Activity
Find out how many lines in the records have the string "task" in them, and state only that number.

⟨

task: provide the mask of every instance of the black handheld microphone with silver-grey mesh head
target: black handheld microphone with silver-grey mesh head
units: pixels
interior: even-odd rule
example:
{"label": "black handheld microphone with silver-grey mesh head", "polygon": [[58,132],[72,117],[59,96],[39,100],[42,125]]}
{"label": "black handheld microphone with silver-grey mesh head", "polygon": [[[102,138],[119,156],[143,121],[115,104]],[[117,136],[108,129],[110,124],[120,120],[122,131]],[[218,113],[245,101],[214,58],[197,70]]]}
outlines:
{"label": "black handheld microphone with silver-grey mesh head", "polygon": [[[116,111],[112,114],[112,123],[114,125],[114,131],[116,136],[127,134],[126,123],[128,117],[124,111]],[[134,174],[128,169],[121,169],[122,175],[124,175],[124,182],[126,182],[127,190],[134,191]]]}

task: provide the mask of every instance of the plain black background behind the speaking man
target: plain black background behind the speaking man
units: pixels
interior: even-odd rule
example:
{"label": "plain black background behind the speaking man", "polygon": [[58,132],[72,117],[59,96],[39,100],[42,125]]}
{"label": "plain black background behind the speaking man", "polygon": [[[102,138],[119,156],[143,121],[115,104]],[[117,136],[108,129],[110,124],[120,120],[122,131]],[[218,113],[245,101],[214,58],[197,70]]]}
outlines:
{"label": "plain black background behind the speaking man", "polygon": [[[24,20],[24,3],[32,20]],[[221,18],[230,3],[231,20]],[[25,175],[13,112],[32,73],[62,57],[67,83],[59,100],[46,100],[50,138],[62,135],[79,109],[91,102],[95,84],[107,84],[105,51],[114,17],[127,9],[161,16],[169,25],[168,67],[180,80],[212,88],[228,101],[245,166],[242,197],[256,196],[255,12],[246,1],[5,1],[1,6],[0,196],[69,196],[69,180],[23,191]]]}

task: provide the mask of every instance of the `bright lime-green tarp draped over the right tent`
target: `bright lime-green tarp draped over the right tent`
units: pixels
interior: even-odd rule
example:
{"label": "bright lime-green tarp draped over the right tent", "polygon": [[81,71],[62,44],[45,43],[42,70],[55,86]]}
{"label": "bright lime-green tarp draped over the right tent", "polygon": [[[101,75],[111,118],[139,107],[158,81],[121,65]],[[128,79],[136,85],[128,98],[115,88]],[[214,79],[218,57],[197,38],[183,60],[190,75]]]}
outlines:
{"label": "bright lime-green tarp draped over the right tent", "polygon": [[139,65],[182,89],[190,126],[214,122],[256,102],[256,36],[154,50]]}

⟩
⟨

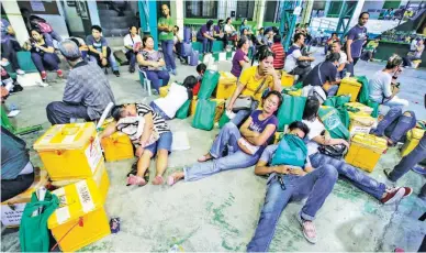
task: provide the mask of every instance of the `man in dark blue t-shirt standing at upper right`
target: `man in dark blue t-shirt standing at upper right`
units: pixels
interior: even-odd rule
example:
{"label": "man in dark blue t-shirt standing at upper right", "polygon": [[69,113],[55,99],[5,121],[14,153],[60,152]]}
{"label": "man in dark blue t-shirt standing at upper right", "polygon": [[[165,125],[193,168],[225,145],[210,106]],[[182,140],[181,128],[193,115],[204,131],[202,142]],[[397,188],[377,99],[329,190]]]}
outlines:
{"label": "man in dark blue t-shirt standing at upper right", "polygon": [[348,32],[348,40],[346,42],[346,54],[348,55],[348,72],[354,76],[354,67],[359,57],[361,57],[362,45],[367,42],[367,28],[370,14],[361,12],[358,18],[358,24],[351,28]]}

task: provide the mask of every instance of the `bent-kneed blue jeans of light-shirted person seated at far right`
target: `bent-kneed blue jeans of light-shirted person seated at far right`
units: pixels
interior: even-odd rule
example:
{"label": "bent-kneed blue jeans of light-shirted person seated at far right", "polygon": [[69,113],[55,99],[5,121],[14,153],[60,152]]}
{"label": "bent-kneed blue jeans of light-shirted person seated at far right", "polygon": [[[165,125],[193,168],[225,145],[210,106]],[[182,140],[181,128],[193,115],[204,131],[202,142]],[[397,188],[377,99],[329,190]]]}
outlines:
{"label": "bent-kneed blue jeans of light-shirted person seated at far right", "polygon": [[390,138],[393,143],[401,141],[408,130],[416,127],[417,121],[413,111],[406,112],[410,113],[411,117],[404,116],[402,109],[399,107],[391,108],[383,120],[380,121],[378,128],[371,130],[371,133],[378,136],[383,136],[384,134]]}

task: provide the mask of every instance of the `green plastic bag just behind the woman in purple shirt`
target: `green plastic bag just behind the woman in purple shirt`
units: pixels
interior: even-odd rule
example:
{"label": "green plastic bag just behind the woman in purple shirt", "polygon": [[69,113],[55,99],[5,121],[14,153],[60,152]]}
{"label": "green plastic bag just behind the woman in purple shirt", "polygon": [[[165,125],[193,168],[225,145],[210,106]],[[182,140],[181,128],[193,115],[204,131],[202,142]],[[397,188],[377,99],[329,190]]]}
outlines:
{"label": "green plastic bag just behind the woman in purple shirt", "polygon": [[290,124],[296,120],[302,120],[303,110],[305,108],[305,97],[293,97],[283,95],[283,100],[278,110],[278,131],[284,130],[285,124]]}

⟩

Solution for this problem
6